++++ DATA SUPPLIED ++++
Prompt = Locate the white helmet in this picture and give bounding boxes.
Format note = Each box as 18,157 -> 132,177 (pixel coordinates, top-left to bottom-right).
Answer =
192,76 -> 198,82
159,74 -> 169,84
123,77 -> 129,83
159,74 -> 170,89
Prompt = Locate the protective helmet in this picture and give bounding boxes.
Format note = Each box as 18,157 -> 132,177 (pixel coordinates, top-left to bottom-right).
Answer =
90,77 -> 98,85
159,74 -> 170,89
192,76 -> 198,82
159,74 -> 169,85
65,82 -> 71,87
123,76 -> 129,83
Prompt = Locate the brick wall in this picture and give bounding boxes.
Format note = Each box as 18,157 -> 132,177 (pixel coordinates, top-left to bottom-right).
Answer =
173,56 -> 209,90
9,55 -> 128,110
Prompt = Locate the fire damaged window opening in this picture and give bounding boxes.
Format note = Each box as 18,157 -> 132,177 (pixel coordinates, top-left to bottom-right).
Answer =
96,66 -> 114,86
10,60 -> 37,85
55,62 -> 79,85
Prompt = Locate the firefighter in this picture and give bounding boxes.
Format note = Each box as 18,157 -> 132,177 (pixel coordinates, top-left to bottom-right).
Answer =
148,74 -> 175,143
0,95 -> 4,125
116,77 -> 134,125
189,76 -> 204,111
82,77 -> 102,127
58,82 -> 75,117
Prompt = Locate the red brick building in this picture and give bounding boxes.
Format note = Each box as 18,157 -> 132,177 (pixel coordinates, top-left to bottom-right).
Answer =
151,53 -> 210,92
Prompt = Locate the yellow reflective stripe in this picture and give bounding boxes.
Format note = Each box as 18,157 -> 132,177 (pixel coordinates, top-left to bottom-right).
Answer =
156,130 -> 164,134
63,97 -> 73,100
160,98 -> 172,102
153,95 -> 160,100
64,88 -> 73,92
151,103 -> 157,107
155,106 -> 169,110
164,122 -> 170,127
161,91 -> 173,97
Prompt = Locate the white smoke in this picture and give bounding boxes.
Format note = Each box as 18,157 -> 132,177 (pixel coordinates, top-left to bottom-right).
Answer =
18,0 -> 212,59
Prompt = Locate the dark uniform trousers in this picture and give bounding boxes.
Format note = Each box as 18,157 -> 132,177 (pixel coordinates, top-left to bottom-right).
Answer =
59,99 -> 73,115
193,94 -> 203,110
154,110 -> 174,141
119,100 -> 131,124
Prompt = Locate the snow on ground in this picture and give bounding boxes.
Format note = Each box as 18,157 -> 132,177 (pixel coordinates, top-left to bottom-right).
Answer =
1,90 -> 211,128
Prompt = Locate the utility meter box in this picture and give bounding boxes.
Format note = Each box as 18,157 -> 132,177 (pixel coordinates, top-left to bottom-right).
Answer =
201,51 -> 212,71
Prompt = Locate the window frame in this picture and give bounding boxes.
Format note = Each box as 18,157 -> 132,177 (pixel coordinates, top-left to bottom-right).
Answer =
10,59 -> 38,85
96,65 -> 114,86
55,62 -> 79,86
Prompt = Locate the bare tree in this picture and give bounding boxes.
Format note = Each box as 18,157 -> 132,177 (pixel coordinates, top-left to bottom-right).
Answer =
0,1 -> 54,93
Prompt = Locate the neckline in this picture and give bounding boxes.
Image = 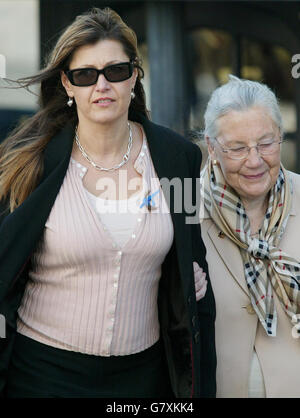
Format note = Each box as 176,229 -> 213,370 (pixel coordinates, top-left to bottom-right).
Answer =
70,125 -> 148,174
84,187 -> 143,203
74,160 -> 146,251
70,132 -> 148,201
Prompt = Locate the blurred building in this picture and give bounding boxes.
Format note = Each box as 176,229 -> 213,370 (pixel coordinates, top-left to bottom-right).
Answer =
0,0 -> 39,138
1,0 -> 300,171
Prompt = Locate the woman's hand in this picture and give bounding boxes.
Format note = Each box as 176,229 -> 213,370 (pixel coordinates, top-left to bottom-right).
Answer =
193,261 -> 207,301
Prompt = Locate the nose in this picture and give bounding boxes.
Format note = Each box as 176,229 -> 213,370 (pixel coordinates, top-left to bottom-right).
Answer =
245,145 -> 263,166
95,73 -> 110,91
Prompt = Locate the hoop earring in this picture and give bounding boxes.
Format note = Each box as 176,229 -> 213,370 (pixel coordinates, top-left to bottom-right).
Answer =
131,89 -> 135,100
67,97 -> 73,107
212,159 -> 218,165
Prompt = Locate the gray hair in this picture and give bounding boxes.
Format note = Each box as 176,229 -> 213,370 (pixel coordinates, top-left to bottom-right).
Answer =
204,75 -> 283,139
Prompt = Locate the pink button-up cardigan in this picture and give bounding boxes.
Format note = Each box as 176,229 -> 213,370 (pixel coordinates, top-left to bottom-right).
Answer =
++++
◆ **TASK PROMPT**
Repeat the data word for word. Images are not part of the copy.

◆ **RESULT FOR THIS TASK**
Prompt = Locate the white helmet in this picture and give bounding boxes.
Format note = Each box as 18,157 -> 132,177 (pixel coordinates, top-left to bottom-right).
Answer =
192,76 -> 198,82
159,74 -> 169,84
123,77 -> 129,83
159,74 -> 170,89
Prompt = Locate the protective helmet in this picture and give bounding boxes.
Format note = Each box as 18,157 -> 132,177 (pixel coordinates, top-left to bottom-right).
Answer =
90,77 -> 98,85
159,74 -> 170,89
192,76 -> 198,82
159,74 -> 169,85
65,82 -> 71,87
123,76 -> 129,83
Prompt = Locate the brick wall in this picture and give bounding boxes.
Format note = Each box as 18,157 -> 132,177 (pixel coordinates, top-left to bottom-right).
Answer =
173,56 -> 209,90
9,55 -> 128,110
Prompt = Locate the fire damaged window opening in this picture and give bounding boxes.
Format note = Each box as 18,157 -> 132,177 (pixel coordinates, top-left to bottom-right).
Answer =
96,66 -> 114,86
10,60 -> 37,85
55,62 -> 79,85
Prompt = Locate the firefighter in this picture and give bounding boxes.
Format note = Each box as 18,157 -> 132,177 (pixel coordinates, top-left to bottom-right).
Answer =
148,74 -> 175,143
0,95 -> 4,125
116,77 -> 134,125
189,76 -> 204,111
82,77 -> 102,127
58,82 -> 75,117
Prompt = Locate the red brick building in this picture and give bounding boxes.
Format note = Each box as 18,157 -> 132,177 (pixel coordinates, top-left to bottom-right).
Answer =
151,53 -> 210,92
Prompt = Locate the yellow reflective stripe in this picture and give bounding boxes.
Format note = Each box as 18,157 -> 132,177 (pixel coordinates, top-left to bottom-right).
Answer =
156,130 -> 164,134
63,97 -> 73,100
160,98 -> 172,102
153,95 -> 160,100
64,88 -> 73,92
151,103 -> 157,107
155,106 -> 169,110
164,122 -> 170,127
161,91 -> 173,97
Prompt = Locate the white smoke in this picture and give bounding boxes.
Format note = Each box as 18,157 -> 132,177 (pixel coordinates, top-left to bottom-right).
Answer =
18,0 -> 212,59
Prompt = Locate the dark uniform trousers in this picture and give bounding boxes.
Format note = Each box as 18,157 -> 132,177 (pixel coordinates, top-left to bottom-right).
Answer =
59,99 -> 73,115
193,94 -> 203,110
154,110 -> 174,141
119,100 -> 131,124
Prompt = Locate the snow on ground in this picture and give bounding boxes.
Format note = Each box as 18,157 -> 132,177 (pixel coordinates, top-left to bottom-right).
Answer =
1,90 -> 211,128
Prompt = Locate the utility meter box in this picture and give bounding boxes.
Format note = Each box as 18,157 -> 132,177 (pixel coordinates, top-left to bottom-right).
Answer =
201,51 -> 212,71
Prompt = Locate the window frame in this picture and give bounding boxes.
Format note = Each box as 18,157 -> 132,177 (pixel coordinates, top-left to bottom-right).
Answer =
10,59 -> 38,85
96,65 -> 114,86
55,62 -> 79,86
Prompt = Locate the bare tree in this picture and give bounding boxes.
Format note = Each box as 18,157 -> 132,177 (pixel coordinates, top-left to bottom-right).
Answer =
0,1 -> 54,93
Prompt = Locate the neckline in this picture and give bounding boxes.
Image = 
Format note = Each box as 176,229 -> 213,370 (pixel coordinates, top-left to bottom-right).
Answer =
70,125 -> 148,174
84,187 -> 143,203
74,160 -> 146,251
70,132 -> 148,201
Prompt = Locate the blurred building in this picture and give bounding boxes.
Format note = Each box as 176,229 -> 213,370 (pixel coordinates, top-left to bottom-right).
Answer =
0,0 -> 39,138
1,0 -> 300,171
Prompt = Locate the woman's hand in this picture and give bounding boxes.
Format note = Each box as 176,229 -> 213,370 (pixel coordinates, top-left to bottom-right).
Answer =
193,261 -> 207,301
Prompt = Locate the nose in this picture and give bounding boxes.
Format note = Each box as 176,229 -> 213,370 (pixel coordinates, top-left to bottom-right).
Answer =
245,145 -> 263,166
95,73 -> 110,91
Prompt = Locate the hoop earring in this picture and give bounding boxes.
Format note = Each box as 176,229 -> 213,370 (pixel coordinates, top-left to bottom-right).
Answer =
131,89 -> 135,100
67,97 -> 73,107
212,159 -> 218,165
Prompt = Locate the gray hair in this picture and give bounding boxes.
Format note = Each box as 176,229 -> 213,370 (pixel coordinates, top-left to bottom-right).
Answer =
204,75 -> 283,139
Prompt = Locate the pink button-up cardigan in this picture and give bounding boxes.
Format note = Each box as 176,229 -> 213,370 (pixel coordinates, top-left to bottom-right).
Answer =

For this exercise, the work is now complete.